▶ Text passage:

How Stories Work, Especially the Spooky Ones
Henry James, Ghost Writer: Reviewing ‘The Turn of the Screw’
As I assembled the books I would read month by month for my classic novel goal this year, I knew I wanted something spooky for October. I’m not much for horror or the macabre, so I didn’t really know where to start. I asked around, and a friend recommended The Turn of the Screw by Henry James.
“It’s perfect,” she said. “You’ll love it.”
Did I?
There’s something necessarily disorienting about classic fiction, especially the further back you go. When, for instance, we read Jane Austen’s delightful Pride and Prejudice, we’re asked to inhabit a world vastly different than our own with strange conventions and assumptions. “The past is a foreign country,” as L.P. Hartley says, opening The Go-Between: “they do things differently there.”
To one degree or another, this was true for all the classic novels I’ve read so far this year. Each one pulls contemporary readers out of the moment and asks them to entertain life unlike our own; this is one of the virtues of reading, broadly speaking. But of all the novels I’ve read for this project, the one most alien—and alienating—was The Turn of the Screw, first published in 1898.
Written at the end of the nineteenth century and set a generation or so before, the story concerns an unnamed governess tasked with overseeing two preadolescent orphans. Flora and Miles’s parents have died and their rich uncle wants little to do with them; so, he sets them up in his massive, mostly empty country estate with a small staff to see to their needs.
Above all, he wants not to be bothered with them. The governess is given carte blanche in their upbringing. And she’s thrilled because the children seem perfect—the most beautiful, innocent creatures she’s ever encountered. Of course, not all is as it seems.
The first inkling? Miles has been expelled from school. Problematically, the reason is unclear from the headmaster’s letter. More problematically, the governess hesitates in asking the child. So begins a feature of the novel calculated to frustrate the reader’s penetration of the story.

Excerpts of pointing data
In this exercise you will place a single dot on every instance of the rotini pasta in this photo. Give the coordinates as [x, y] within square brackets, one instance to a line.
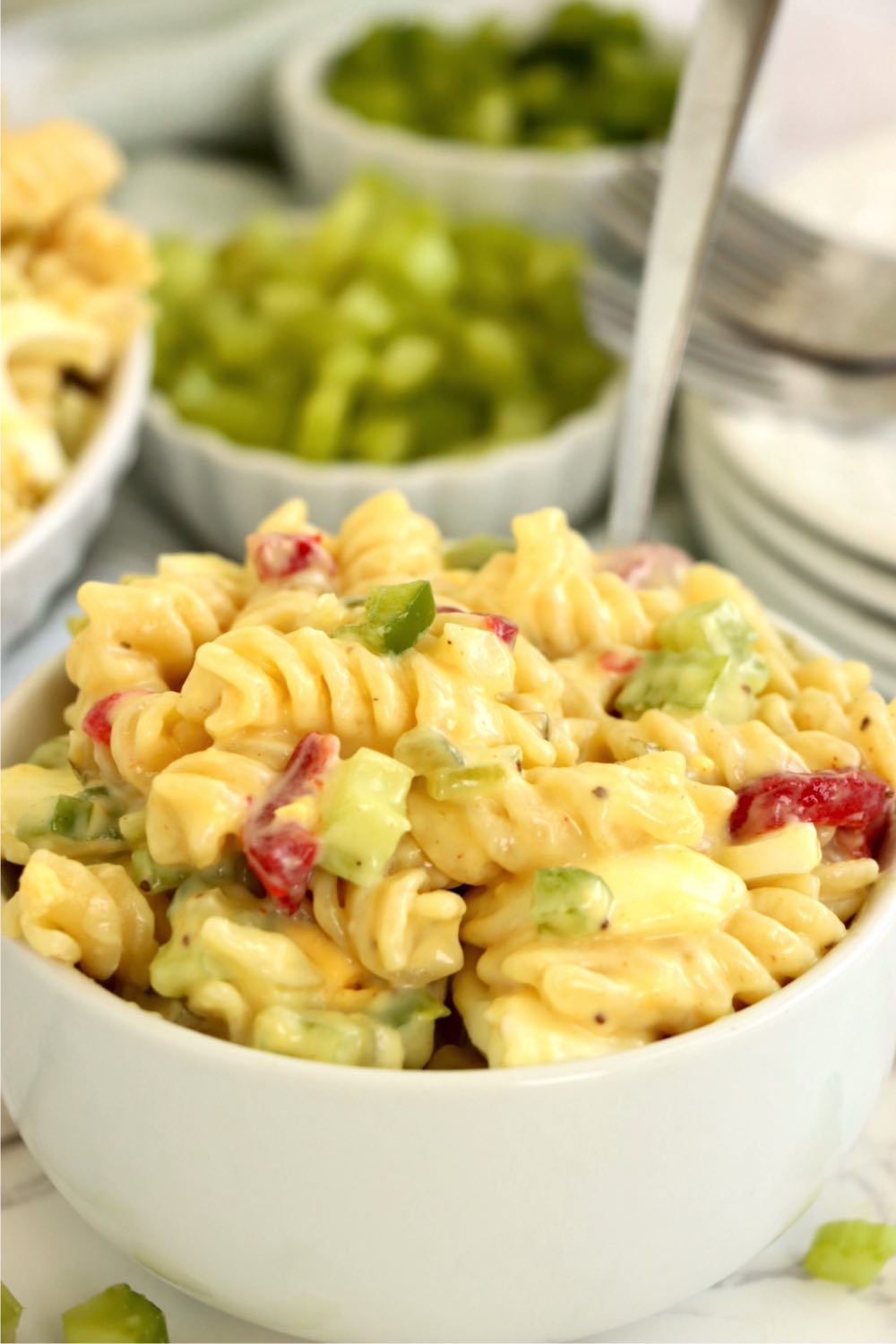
[74, 279]
[322, 800]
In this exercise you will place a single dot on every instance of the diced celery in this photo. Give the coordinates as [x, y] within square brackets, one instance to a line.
[116, 1314]
[10, 1314]
[363, 816]
[852, 1252]
[696, 680]
[408, 363]
[51, 754]
[473, 551]
[395, 617]
[82, 817]
[382, 438]
[398, 1007]
[716, 626]
[684, 680]
[333, 1038]
[452, 784]
[322, 422]
[426, 749]
[570, 902]
[153, 876]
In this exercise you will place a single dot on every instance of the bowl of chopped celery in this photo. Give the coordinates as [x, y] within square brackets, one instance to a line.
[516, 109]
[376, 344]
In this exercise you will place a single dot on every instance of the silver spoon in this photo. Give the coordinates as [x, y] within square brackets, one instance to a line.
[724, 56]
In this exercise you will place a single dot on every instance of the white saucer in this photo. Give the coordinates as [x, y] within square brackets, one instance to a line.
[788, 589]
[856, 581]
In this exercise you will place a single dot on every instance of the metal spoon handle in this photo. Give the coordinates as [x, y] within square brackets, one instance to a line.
[726, 53]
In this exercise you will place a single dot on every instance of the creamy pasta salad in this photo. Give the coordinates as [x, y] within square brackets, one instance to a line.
[378, 800]
[73, 280]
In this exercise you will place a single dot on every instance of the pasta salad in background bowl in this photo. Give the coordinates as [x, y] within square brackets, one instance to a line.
[578, 854]
[75, 359]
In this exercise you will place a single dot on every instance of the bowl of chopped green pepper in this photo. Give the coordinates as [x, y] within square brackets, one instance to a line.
[376, 344]
[492, 108]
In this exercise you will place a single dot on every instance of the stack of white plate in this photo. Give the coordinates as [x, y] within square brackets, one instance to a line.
[805, 515]
[806, 518]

▶ Written problem: Continue the review of The Turn of the Screw from the point where it stops, picking up directly after its final sentence.

▶ Expected output:
The Turn of the Screw is a study in ambiguity with characters talking around, beside, over, beneath, and generally at any angle but directly about the subject at hand. This proves especially tricky when the subject includes a pair of ghosts.
The governess encounters the male ghost first, then the female. After talking with housekeeper Mrs. Grose, she identifies them as Peter Quint and Miss Jessel, the uncle’s former valet and the children’s prior governess. Quint and Jessel carried on an entanglement that resulted in her ruin, after which Quint stumbled drunk from a pub house and died one night on an icy road. And now? Why are they hanging about?
The governess is convinced the ectoplasmic couple is intent on corrupting the children. Quint had always been a corrupting influence, according to Mrs. Grose. Worse, the governess believes they’re already partway toward their frightening goal: One night Miles sneaks out to converse with Quint; another time Flora runs off to be with Jessel.
But do they?
Based on the testimony of the other characters, no one else actually sees these ghosts except the governess. At least, it’s not clear they do. James’s roundabout narration and his characters’ reticent dialog keep us guessing about what’s actually happening and who really sees and knows what. The governess can’t ask a straight question, and no one else can provide a straight answer.
As the story builds towards its climax, the governess’s obsession with the ghosts drives Flora away. Mrs. Grose takes her to be with her uncle, while the governess and Miles stay to have it out with Quint. Miles finally admits to his wrongdoing at school, after which Quint appears—or does he?—and brings the story to its fateful, tragic close.
Readers lapped it up, which was good news for James. He needed a hit. After the initial popularity of novels such as Daisy Miller (1878) and The Portrait of a Lady (1881), he’d written a string of unsuccessful plays and found himself in a bit of a slump. The Turn of the Screw gripped audiences from the start, reading bit by bit as it was serialized in the pages of Collier’s Weekly.
Published in book form later in 1898, the story has captivated readers ever since—in large part because no one can agree on what the story is about, what it means, or even what happens. Hence its overriding alienating quality.
But there’s something alluring in the elusive, isn’t there? It’s a powerful reminder of what a book is capable of. More than relate events or ideas, a narrative creates an experience for the reader. By withholding clarity, even resolution, James invites a sort of restless engagement that amplifies the tension like . . . the turn of the screw.
Did I love it? No. Will I read it again? Most definitely. I still want to know what happens.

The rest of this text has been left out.